Década del 60 y el hacer pan en los fundos de antaño era toda una ceremonia a lo menos dos veces a la semana, para llenar el canasto encantado, lleno de paños que envolvían ese alimento principal en las dietas de la época. Con huevos a la copa al desayuno, untando el centro del osobuco al almuerzo, tostado con mantequilla en la once y picando con salsa de ají esperando la cena.
Sirenas de gallos anunciaban el amanecer, tiempos idos donde los madrugadores campesinos preparaban sus aperos de labranza, bueyes y arados de palo para multiplicar esas simientes de trigo que crecerían en condiciones de secano. Se cosechaban a guadaña y echona para apilar las gavillas y amontonar en la era, a la espera de la bendita trilla. Aventadura y ensacado para destinar a ese molino cercano, donde don Lucero convertía en harina blanca y morena, a través de esas cribas, cernidas por la fuerza del agua que bajaba del monte andino.

## Datos proporcionados
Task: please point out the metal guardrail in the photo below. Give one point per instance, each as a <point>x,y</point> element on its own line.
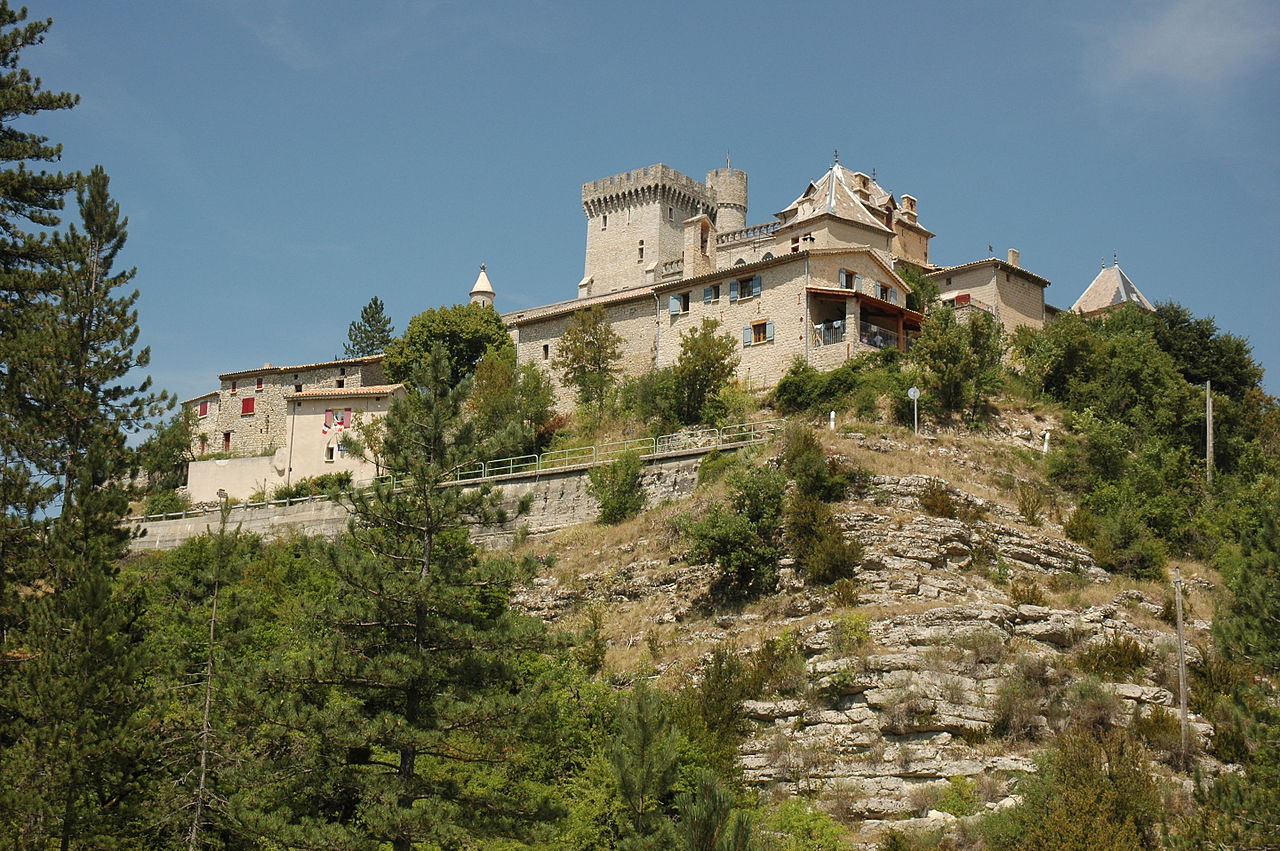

## Problema planteado
Según el texto sobre el pan en los fundos, ¿quién convertía el trigo en harina en el molino cercano?

## Respuesta al problema
Don Lucero convertía el trigo en harina blanca y morena.